Stated exercise>
Rewrite all of the entries below as a numbered list, omitting any blank lines.

(Source entries)
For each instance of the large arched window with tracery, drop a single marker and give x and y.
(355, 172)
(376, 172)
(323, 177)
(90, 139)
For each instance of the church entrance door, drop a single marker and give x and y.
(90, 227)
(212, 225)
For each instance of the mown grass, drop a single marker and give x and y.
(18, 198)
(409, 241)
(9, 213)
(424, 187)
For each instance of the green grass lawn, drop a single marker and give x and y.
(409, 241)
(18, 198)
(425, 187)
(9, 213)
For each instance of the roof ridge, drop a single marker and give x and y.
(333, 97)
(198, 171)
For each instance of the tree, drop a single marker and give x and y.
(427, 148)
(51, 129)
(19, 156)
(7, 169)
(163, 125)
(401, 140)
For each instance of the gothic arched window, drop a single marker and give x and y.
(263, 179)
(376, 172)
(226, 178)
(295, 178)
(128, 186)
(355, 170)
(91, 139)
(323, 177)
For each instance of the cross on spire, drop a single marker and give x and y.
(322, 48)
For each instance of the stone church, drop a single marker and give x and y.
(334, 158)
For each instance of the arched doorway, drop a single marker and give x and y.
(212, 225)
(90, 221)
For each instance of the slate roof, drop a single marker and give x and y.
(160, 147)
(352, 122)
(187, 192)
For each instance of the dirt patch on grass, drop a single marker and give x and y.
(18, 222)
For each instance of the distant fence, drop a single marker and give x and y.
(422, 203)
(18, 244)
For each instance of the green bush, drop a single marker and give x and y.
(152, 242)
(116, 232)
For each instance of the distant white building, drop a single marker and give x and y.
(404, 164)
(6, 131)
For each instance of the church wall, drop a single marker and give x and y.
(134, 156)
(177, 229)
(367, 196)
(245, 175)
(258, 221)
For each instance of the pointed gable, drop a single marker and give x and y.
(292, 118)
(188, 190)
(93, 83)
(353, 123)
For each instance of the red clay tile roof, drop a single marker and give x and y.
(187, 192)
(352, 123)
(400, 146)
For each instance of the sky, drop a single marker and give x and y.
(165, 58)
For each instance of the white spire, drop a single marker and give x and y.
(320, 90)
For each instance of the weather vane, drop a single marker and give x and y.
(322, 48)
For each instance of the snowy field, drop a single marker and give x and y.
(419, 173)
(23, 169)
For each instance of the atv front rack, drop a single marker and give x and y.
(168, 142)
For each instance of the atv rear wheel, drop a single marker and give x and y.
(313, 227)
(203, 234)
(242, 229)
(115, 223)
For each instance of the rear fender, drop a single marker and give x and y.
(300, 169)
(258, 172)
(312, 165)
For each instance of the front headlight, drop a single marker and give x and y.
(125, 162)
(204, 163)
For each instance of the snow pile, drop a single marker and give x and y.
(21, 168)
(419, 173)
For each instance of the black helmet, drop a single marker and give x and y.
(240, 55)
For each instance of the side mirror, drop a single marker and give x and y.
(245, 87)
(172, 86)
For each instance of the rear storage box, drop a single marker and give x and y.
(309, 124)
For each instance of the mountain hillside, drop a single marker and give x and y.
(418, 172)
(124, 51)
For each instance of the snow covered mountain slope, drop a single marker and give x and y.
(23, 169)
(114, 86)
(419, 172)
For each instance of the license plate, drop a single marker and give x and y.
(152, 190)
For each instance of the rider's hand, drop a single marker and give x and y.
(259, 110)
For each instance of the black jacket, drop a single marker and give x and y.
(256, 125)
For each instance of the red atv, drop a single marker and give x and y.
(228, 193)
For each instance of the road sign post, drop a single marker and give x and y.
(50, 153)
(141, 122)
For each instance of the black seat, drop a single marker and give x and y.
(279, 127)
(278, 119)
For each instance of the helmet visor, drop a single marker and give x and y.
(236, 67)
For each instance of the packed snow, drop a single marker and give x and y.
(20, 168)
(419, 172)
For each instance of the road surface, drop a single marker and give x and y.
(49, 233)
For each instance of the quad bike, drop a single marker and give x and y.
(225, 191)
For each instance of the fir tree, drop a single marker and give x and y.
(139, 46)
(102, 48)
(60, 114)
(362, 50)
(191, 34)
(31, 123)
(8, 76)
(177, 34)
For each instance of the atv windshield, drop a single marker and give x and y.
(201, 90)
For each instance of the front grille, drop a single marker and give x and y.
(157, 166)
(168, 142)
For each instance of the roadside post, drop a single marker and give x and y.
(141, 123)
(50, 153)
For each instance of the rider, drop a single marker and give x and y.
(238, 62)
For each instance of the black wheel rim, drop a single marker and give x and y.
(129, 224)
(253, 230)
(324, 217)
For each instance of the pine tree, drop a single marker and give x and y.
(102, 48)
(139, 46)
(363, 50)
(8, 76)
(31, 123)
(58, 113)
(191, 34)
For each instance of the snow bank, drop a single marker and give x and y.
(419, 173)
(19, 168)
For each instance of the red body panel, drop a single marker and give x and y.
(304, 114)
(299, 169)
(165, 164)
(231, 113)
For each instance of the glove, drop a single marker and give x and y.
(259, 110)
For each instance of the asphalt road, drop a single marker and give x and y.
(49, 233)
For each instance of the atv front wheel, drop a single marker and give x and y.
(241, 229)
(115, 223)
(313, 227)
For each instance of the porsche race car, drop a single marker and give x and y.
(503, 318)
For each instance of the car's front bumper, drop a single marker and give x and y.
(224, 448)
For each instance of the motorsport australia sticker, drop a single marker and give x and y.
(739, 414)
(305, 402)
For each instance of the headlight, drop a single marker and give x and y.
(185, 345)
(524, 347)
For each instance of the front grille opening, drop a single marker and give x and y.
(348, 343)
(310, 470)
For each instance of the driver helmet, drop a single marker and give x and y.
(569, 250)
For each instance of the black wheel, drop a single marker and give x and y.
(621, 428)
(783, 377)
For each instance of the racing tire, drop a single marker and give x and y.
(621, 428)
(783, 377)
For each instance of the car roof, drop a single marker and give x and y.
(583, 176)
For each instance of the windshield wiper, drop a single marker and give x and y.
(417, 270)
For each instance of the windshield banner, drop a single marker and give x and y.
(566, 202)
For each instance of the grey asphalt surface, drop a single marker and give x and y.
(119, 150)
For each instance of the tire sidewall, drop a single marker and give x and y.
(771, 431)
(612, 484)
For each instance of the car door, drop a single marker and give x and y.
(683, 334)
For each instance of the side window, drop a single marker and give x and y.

Solution to the exercise>
1. For each instance of the large arched window with tracery, drop a single marker and give x and y.
2. (355, 172)
3. (376, 172)
4. (323, 177)
5. (90, 139)
6. For each instance of the church entrance door, drop a single marker and give x and y.
7. (90, 227)
8. (212, 225)
9. For each instance of the mown grass, drop a single marker and give x and y.
10. (18, 198)
11. (409, 241)
12. (9, 213)
13. (424, 187)
14. For each instance of the green grass lawn, drop a single marker and give x and y.
15. (409, 241)
16. (18, 198)
17. (425, 187)
18. (9, 213)
19. For each instance of the roof ridge, drop a single marker and give x and y.
20. (333, 97)
21. (198, 171)
22. For each instance of the tree, drop a single marker and give x and y.
23. (427, 148)
24. (51, 129)
25. (19, 156)
26. (7, 169)
27. (163, 125)
28. (401, 140)
29. For each instance of the gothic arched window, drop a single marker and give x and y.
30. (263, 179)
31. (376, 172)
32. (226, 178)
33. (295, 178)
34. (128, 186)
35. (355, 170)
36. (91, 139)
37. (323, 177)
38. For each instance of the cross on spire, drop a single marker and give x and y.
39. (322, 48)
40. For each instance of the stone church, drop a single marker and give x and y.
41. (334, 158)
42. For each instance of the arched doorway, drop a single marker and give x and y.
43. (212, 225)
44. (90, 221)
45. For each instance of the slate roof, drop a single marker and give x and y.
46. (160, 147)
47. (352, 122)
48. (187, 192)
49. For each instance of the dirt patch on grass, drop a single marker and give x and y.
50. (18, 222)
51. For each instance of the distant fence, drop a single marker and give x and y.
52. (422, 203)
53. (18, 244)
54. For each instance of the green bush, drop a single marker and give x and y.
55. (152, 242)
56. (116, 232)
57. For each instance of the distant white building, drop a single marker and give x and y.
58. (404, 164)
59. (6, 131)
60. For each instance of the church wall, drop a single marker and give x and y.
61. (134, 156)
62. (177, 229)
63. (367, 196)
64. (245, 175)
65. (258, 221)
66. For each instance of the pointed gable, drop a single marker and give x and y.
67. (292, 118)
68. (188, 190)
69. (93, 83)
70. (353, 123)
71. For each instance of the red clay tile roof, drop a single marker and give x and y.
72. (187, 192)
73. (352, 123)
74. (400, 146)
75. For each instance of the sky, drop a single marker and give x and y.
76. (165, 58)
77. For each instance of the white spire, drop a single marker and give x and y.
78. (320, 90)
79. For each instance of the weather vane, drop a single marker and give x and y.
80. (322, 48)
81. For each instance of the snowy field, drop a single marker and give x and y.
82. (419, 173)
83. (23, 169)
84. For each instance of the atv front rack, drop a single marker and give x and y.
85. (168, 142)
86. For each instance of the atv rear wheel, drop a single marker and give x and y.
87. (313, 227)
88. (203, 234)
89. (242, 229)
90. (115, 223)
91. For each instance of the rear fender, drop a single marker and give x and y.
92. (300, 169)
93. (258, 172)
94. (312, 165)
95. For each instance of the front headlight, drop a single marker and give x and y.
96. (125, 162)
97. (204, 163)
98. For each instance of the snow pile, drop a single marker and give x and y.
99. (21, 168)
100. (419, 173)
101. For each instance of the black helmet, drop a single marker and give x and y.
102. (240, 55)
103. For each instance of the side mirror, drop a single marker and give x and y.
104. (245, 87)
105. (172, 86)
106. For each instance of the rear storage box, drop a single marker and give x and y.
107. (309, 124)
108. For each instance of the mountain hillside, drop a single marker and give x and y.
109. (418, 172)
110. (124, 51)
111. For each instance of the snow covered mountain slope, drop a single marker and give x and y.
112. (23, 169)
113. (114, 86)
114. (419, 172)
115. For each instance of the license plate, drop a single marker and give x and y.
116. (152, 190)
117. For each instance of the rider's hand, drop a single marker and give x and y.
118. (259, 110)
119. For each instance of the black jacket, drop a single marker and give x and y.
120. (256, 125)
121. For each instance of the red atv, drop a single marker and give x and y.
122. (228, 193)
123. For each instance of the road sign post, drop a single marker and give x and y.
124. (50, 153)
125. (141, 122)
126. For each instance of the black seat, drop a single marker and give x and y.
127. (279, 127)
128. (278, 119)
129. For each instance of the helmet visor, drop a single marker and give x and y.
130. (236, 67)
131. For each instance of the packed snow, drop a single marker and give x and y.
132. (20, 168)
133. (419, 172)
134. For each instance of the road surface, drop a single marker and give x and y.
135. (49, 233)
136. For each instance of the quad bike, drop a single marker and give x and y.
137. (225, 191)
138. For each instance of the fir tree, drop a single marker and give x and y.
139. (139, 46)
140. (102, 48)
141. (60, 114)
142. (362, 50)
143. (191, 34)
144. (31, 123)
145. (8, 76)
146. (177, 34)
147. For each instance of the atv windshield, drop a single marker and give x and y.
148. (201, 90)
149. For each instance of the front grille, drop a single marker and give x and y.
150. (157, 166)
151. (168, 142)
152. For each instance of the roadside post, drop a single marker and give x and y.
153. (141, 123)
154. (50, 153)
155. For each instance of the rider, drop a single marker and give x and y.
156. (238, 62)
157. For each instance of the black wheel rim, drop a single marker and give x and y.
158. (129, 224)
159. (253, 230)
160. (324, 217)
161. For each instance of the pine tree, drop a single marker and give x and y.
162. (102, 48)
163. (139, 46)
164. (363, 50)
165. (8, 76)
166. (31, 123)
167. (58, 113)
168. (191, 34)
169. For each instance of the snow bank, drop a single marker and give x and y.
170. (419, 173)
171. (19, 168)
172. For each instance of the red body panel, drop a single marker and give x and y.
173. (304, 114)
174. (299, 169)
175. (165, 164)
176. (231, 113)
177. For each instance of the glove, drop a single marker and give x and y.
178. (259, 110)
179. For each instance of the asphalt road, drop a single marker and give x and y.
180. (49, 233)
181. For each instance of the atv front wheel, drop a single marker and give x and y.
182. (241, 229)
183. (115, 223)
184. (313, 227)
185. For each instance of the porsche race car, drop a single marker and give x and y.
186. (503, 318)
187. For each instance of the car's front bumper, drop a single marker and give x and y.
188. (224, 448)
189. For each instance of the motorsport australia sticker, drop a single marker and give x and y.
190. (739, 414)
191. (305, 402)
192. For each instance of the headlight, drop a single marker and give x and y.
193. (185, 345)
194. (524, 347)
195. For each instance of the front grille opening, drop a single marker and give x and y.
196. (348, 343)
197. (310, 470)
198. For each instance of the driver helmet, drop a single marker and give x and y.
199. (569, 250)
200. For each instance of the black wheel, drop a single marker and give x and y.
201. (621, 428)
202. (783, 377)
203. For each instance of the racing tire, drop a single marker and give x and y.
204. (621, 428)
205. (783, 377)
206. For each instance of the car roof, drop a single marker and give x and y.
207. (583, 176)
208. For each instance of the windshield wiper, drop a single marker and give x and y.
209. (417, 270)
210. For each instance of the windshield banner, drop a single marker and give x and y.
211. (566, 202)
212. For each instance of the grey asphalt surface, drop a single marker and give x and y.
213. (119, 150)
214. For each instance of the tire sidewall, drop a single marker and give x and y.
215. (771, 431)
216. (612, 484)
217. For each instance of the car door, drop a single marker and give x and y.
218. (683, 334)
219. For each instance of the side window, drop a single marker and give x and y.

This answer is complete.